BEGIN RECORDS FOR PROCESSING

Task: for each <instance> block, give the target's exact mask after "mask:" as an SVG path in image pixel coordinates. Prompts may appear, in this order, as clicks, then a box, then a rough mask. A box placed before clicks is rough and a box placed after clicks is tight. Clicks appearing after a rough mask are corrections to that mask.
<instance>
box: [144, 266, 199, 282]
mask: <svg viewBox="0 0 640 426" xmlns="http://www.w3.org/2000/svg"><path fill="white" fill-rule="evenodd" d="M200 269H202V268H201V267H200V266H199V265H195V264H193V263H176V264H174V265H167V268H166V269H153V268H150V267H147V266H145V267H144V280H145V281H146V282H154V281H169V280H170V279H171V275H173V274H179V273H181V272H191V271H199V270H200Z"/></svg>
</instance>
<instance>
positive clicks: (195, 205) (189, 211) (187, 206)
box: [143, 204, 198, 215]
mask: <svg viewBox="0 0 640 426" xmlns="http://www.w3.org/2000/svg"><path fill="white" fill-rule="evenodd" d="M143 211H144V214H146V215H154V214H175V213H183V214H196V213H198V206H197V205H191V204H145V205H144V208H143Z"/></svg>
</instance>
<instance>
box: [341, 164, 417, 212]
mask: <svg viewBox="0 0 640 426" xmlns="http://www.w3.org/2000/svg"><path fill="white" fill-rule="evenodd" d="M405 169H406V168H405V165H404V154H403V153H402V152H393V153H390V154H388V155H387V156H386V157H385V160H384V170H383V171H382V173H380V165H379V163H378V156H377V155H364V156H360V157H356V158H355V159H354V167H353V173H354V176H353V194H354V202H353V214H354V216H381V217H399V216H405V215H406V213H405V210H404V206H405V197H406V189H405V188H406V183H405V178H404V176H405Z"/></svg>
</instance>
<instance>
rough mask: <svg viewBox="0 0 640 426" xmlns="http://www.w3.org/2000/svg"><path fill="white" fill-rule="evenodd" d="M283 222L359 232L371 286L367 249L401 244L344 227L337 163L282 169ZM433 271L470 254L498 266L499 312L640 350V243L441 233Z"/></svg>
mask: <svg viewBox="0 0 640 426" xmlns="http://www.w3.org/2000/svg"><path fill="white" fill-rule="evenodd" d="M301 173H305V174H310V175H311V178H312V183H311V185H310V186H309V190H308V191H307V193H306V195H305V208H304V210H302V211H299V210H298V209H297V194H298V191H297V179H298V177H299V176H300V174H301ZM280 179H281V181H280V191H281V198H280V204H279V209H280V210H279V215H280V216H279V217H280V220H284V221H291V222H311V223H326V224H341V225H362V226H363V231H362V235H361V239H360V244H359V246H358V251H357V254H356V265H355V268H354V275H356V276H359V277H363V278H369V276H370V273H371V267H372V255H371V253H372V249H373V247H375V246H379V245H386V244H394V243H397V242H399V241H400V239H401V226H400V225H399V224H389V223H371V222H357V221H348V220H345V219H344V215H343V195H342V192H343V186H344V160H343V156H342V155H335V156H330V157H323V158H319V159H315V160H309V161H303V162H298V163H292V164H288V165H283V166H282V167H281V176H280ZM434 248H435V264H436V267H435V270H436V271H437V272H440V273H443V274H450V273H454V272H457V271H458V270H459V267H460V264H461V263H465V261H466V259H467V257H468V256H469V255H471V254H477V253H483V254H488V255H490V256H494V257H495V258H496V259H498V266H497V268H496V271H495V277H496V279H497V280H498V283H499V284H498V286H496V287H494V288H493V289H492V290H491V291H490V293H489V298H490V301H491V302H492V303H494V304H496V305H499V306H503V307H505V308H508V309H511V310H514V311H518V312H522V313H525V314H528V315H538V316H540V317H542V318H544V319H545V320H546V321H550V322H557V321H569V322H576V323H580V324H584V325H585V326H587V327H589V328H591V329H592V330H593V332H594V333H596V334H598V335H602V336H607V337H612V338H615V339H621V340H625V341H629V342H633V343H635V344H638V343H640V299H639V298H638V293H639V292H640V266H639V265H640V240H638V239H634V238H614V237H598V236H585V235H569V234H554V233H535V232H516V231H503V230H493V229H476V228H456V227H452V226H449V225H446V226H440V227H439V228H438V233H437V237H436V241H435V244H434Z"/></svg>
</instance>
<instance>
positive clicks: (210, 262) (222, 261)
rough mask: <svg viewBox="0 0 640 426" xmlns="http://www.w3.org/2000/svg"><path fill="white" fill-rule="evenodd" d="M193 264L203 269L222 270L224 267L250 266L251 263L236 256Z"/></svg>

END RECORDS FOR PROCESSING

ASSIGNMENT » Go through the data above and transcribe every entry exactly.

EXERCISE RESPONSE »
Task: for each <instance> block, give the target's exact mask after "mask:" as an SVG path in image pixel coordinates. Prompts may appear, in this order, as clicks, then a box, then a rough mask. A box placed before clicks is rough and a box placed after clicks is tight. Clicks appearing after a rough mask are corrections to that mask.
<instance>
box: [144, 266, 199, 282]
mask: <svg viewBox="0 0 640 426" xmlns="http://www.w3.org/2000/svg"><path fill="white" fill-rule="evenodd" d="M200 269H202V268H201V267H200V266H199V265H195V264H193V263H176V264H174V265H167V268H166V269H153V268H150V267H147V266H145V267H144V280H145V281H146V282H154V281H169V280H170V279H171V275H173V274H179V273H181V272H191V271H199V270H200Z"/></svg>
</instance>
<instance>
positive clicks: (195, 205) (189, 211) (187, 206)
box: [143, 204, 198, 215]
mask: <svg viewBox="0 0 640 426" xmlns="http://www.w3.org/2000/svg"><path fill="white" fill-rule="evenodd" d="M143 211H144V214H146V215H154V214H175V213H183V214H196V213H198V206H197V205H191V204H145V205H144V208H143Z"/></svg>
</instance>
<instance>
box: [341, 164, 417, 212]
mask: <svg viewBox="0 0 640 426" xmlns="http://www.w3.org/2000/svg"><path fill="white" fill-rule="evenodd" d="M405 169H406V168H405V165H404V154H403V153H402V152H393V153H390V154H388V155H387V156H386V157H385V160H384V170H383V171H382V173H380V165H379V163H378V156H377V155H364V156H360V157H356V158H355V159H354V167H353V173H354V176H353V194H354V202H353V214H354V216H381V217H399V216H405V215H406V213H405V210H404V206H405V197H406V189H405V188H406V183H405V178H404V176H405Z"/></svg>
</instance>
<instance>
rough mask: <svg viewBox="0 0 640 426" xmlns="http://www.w3.org/2000/svg"><path fill="white" fill-rule="evenodd" d="M283 222L359 232L371 286L367 249L401 244L344 227L337 163L282 169ZM433 271L470 254L498 266L499 312L640 350V243L441 233Z"/></svg>
mask: <svg viewBox="0 0 640 426" xmlns="http://www.w3.org/2000/svg"><path fill="white" fill-rule="evenodd" d="M301 173H305V174H310V175H311V178H312V183H311V185H310V186H309V190H308V191H307V193H306V195H305V208H304V210H302V211H299V210H298V209H297V194H298V191H297V179H298V177H299V176H300V174H301ZM280 179H281V181H280V191H281V198H280V204H279V209H280V210H279V215H280V216H279V217H280V220H284V221H291V222H311V223H326V224H341V225H362V226H363V231H362V235H361V239H360V244H359V246H358V251H357V254H356V265H355V268H354V275H356V276H359V277H363V278H369V276H370V273H371V267H372V255H371V253H372V249H373V247H375V246H379V245H386V244H394V243H397V242H399V241H400V239H401V226H400V225H399V224H389V223H371V222H357V221H348V220H345V219H344V215H343V195H342V192H343V186H344V160H343V156H342V155H335V156H330V157H323V158H319V159H315V160H309V161H303V162H298V163H292V164H288V165H283V166H282V167H281V176H280ZM434 248H435V264H436V267H435V270H436V271H437V272H440V273H443V274H450V273H454V272H457V271H458V270H459V267H460V264H461V263H465V261H466V259H467V257H468V256H469V255H471V254H477V253H483V254H488V255H490V256H494V257H495V258H496V259H498V266H497V268H496V271H495V277H496V279H497V280H498V283H499V284H498V286H496V287H494V288H493V289H492V290H491V291H490V293H489V298H490V301H491V302H492V303H494V304H496V305H499V306H503V307H505V308H508V309H511V310H514V311H518V312H522V313H525V314H528V315H538V316H540V317H542V318H544V319H545V320H546V321H550V322H557V321H569V322H576V323H580V324H584V325H585V326H587V327H589V328H591V329H592V330H593V332H594V333H596V334H598V335H602V336H607V337H612V338H615V339H621V340H625V341H629V342H633V343H635V344H638V343H640V299H639V298H638V293H639V292H640V266H639V265H640V240H638V239H634V238H614V237H598V236H585V235H569V234H554V233H535V232H516V231H503V230H493V229H476V228H456V227H452V226H449V225H446V226H440V227H439V228H438V233H437V237H436V241H435V244H434Z"/></svg>
</instance>
<instance>
positive clicks: (210, 262) (222, 261)
rough mask: <svg viewBox="0 0 640 426" xmlns="http://www.w3.org/2000/svg"><path fill="white" fill-rule="evenodd" d="M193 264L203 269L222 270L224 267L250 266L251 263L236 256Z"/></svg>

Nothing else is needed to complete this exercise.